• Work request
Locate the line that contains "Target: grass lawn" in the entries below, then repeat it and every following line through the line that contains "Target: green tree", exactly, and no others.

BEGIN

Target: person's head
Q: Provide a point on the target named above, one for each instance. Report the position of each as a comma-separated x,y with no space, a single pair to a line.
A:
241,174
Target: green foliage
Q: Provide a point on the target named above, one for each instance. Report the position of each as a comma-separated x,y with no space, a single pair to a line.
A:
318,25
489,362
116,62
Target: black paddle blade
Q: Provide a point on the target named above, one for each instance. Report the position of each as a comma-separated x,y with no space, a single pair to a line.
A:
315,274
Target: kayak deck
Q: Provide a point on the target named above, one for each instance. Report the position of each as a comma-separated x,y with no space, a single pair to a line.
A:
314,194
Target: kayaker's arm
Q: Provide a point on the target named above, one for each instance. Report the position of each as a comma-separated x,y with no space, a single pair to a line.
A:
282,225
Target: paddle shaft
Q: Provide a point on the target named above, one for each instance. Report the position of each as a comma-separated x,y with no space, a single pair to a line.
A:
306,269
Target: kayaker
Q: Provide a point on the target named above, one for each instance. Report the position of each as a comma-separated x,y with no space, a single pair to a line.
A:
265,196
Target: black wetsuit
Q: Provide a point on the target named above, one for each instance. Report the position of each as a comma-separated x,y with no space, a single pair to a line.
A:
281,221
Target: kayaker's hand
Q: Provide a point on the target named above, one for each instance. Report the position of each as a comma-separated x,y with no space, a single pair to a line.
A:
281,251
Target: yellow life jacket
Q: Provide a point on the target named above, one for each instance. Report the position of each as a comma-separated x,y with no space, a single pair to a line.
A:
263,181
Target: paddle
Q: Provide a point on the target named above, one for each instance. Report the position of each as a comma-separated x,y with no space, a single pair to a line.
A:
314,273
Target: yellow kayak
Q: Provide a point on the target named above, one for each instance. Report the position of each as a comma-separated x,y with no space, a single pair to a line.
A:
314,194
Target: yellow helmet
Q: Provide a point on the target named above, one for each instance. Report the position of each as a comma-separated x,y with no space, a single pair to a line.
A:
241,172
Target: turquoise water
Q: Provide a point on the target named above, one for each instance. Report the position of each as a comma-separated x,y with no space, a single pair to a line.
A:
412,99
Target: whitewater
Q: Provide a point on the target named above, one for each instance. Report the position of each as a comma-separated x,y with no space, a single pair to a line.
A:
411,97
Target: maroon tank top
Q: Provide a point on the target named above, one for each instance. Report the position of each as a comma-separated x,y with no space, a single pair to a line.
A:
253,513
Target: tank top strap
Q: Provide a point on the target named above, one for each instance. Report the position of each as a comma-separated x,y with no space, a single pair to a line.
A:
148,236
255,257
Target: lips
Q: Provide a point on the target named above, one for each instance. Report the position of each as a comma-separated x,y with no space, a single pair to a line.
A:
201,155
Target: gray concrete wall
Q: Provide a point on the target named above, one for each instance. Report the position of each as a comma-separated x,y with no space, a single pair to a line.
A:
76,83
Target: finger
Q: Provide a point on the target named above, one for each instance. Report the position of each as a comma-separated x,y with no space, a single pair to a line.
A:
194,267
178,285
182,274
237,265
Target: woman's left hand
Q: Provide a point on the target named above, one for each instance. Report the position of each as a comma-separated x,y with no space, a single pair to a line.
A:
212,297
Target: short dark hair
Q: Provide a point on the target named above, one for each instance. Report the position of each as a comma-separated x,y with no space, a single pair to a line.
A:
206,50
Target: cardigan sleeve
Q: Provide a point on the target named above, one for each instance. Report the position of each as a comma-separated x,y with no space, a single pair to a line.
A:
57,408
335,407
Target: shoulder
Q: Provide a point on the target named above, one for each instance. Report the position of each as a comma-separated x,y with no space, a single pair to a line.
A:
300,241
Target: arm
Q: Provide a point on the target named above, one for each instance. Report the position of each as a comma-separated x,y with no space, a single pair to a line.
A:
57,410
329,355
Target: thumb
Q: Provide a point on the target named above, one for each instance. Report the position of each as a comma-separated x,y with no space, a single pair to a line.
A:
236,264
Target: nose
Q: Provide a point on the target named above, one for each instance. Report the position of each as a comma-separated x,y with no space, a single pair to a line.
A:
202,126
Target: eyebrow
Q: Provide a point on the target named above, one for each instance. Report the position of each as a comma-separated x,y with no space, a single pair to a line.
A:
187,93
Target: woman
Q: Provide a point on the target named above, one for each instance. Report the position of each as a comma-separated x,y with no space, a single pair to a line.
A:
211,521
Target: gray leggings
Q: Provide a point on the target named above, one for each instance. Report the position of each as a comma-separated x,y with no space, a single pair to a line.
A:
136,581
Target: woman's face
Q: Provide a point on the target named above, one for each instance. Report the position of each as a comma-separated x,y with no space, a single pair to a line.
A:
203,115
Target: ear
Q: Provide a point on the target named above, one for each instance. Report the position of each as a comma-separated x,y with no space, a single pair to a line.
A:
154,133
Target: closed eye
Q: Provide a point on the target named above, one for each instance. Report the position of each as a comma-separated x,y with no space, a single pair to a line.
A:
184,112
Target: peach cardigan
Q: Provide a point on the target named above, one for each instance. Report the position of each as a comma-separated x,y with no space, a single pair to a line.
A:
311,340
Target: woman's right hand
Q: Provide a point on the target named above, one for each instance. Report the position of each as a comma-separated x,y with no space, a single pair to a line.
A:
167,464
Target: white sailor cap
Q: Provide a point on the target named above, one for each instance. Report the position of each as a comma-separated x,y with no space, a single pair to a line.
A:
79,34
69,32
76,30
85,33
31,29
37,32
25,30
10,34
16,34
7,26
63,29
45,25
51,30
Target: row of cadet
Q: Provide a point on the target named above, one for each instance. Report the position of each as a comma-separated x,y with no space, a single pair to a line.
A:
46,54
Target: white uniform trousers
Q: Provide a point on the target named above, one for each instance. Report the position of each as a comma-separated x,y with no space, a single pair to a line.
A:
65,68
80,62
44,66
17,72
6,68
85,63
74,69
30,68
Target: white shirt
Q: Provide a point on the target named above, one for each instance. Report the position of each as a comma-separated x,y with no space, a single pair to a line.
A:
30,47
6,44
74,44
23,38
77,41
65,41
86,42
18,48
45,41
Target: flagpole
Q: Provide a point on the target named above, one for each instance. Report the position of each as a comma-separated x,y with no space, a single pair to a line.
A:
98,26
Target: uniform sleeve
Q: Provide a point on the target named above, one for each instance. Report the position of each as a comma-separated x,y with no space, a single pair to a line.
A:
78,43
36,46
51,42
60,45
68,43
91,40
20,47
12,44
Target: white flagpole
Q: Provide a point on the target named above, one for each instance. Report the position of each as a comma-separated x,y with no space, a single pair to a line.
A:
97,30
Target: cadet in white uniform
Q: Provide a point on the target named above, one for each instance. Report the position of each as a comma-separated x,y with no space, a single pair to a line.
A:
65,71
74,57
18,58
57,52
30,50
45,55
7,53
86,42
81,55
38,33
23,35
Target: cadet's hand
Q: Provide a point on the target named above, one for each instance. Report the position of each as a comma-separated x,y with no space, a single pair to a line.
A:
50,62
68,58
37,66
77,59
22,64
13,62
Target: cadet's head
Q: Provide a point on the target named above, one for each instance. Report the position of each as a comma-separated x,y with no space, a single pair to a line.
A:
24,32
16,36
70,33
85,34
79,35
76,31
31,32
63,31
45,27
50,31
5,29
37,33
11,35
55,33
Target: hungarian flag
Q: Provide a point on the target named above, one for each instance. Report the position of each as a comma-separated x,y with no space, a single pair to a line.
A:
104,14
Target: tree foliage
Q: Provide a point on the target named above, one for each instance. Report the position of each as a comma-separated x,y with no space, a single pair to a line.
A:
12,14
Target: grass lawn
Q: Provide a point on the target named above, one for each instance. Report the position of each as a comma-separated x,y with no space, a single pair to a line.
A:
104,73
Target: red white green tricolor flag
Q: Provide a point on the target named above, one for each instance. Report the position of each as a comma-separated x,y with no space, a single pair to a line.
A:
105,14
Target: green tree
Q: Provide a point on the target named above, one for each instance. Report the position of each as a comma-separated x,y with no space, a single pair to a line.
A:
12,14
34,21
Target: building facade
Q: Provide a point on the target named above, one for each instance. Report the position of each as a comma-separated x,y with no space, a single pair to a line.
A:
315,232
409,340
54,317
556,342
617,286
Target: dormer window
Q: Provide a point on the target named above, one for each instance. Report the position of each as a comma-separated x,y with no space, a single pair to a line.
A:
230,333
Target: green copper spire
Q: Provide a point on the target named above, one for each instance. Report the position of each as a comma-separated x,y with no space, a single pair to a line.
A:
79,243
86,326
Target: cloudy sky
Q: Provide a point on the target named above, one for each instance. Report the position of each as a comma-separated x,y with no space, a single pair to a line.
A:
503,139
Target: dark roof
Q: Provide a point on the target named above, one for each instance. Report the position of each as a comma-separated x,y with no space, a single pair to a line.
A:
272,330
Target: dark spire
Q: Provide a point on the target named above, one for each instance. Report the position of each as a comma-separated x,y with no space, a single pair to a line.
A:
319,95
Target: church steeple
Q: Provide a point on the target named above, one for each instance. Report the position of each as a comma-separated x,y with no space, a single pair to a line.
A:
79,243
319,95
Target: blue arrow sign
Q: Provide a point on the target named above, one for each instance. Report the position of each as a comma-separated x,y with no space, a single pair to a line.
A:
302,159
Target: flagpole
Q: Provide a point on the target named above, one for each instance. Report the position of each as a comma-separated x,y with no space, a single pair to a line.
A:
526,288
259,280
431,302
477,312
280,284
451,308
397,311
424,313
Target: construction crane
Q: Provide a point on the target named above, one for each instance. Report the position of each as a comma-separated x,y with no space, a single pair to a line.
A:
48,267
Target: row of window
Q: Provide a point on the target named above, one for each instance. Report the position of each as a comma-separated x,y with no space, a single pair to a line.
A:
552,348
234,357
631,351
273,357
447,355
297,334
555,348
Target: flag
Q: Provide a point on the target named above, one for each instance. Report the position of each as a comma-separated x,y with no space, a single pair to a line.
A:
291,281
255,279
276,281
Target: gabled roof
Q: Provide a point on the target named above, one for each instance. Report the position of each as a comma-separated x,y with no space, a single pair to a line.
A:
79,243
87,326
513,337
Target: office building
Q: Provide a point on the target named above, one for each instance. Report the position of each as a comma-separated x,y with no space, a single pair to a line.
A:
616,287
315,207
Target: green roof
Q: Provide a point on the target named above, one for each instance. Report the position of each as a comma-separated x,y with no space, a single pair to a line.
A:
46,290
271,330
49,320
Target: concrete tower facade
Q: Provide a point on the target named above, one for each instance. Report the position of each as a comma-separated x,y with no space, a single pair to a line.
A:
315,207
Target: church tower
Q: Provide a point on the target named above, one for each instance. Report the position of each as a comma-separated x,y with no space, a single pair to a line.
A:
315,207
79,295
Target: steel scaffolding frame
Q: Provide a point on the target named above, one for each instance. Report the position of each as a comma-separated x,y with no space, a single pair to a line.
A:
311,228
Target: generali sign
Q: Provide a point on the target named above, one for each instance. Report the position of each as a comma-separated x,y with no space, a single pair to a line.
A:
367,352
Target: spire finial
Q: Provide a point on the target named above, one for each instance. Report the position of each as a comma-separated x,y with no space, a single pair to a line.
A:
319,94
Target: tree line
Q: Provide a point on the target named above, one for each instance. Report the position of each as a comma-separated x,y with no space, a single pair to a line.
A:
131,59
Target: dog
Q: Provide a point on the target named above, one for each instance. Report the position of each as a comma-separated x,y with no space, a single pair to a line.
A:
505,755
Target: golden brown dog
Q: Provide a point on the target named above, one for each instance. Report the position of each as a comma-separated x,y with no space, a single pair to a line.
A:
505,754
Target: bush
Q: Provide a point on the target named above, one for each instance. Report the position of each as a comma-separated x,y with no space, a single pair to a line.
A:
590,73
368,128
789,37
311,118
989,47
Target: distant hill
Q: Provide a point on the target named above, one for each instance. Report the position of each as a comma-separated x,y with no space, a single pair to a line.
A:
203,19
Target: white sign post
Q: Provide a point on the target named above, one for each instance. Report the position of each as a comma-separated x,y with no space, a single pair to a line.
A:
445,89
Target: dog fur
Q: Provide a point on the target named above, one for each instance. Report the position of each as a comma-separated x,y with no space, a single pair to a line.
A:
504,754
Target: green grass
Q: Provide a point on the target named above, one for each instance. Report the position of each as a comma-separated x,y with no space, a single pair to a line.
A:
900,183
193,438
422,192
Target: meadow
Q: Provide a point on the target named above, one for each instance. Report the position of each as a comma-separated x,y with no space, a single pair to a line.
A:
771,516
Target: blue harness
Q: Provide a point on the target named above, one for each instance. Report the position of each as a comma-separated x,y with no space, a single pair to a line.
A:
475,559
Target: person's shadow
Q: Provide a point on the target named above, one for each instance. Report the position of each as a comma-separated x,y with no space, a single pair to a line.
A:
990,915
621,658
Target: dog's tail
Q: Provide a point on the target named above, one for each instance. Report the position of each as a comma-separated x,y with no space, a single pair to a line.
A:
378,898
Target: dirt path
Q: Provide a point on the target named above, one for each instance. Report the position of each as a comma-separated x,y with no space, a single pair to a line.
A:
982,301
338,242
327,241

END

• Response area
Target: grass lawn
Q: Provide a point on the target named above, one for each instance. Report the position of each as a comma-separated x,y with no space, a single pair to a line.
A:
104,73
Target: red white green tricolor flag
Q: Provide a point on the target named above, one for each instance. Report the position of each as a comma-separated x,y with no space, a single pair to a line.
A:
105,14
Target: green tree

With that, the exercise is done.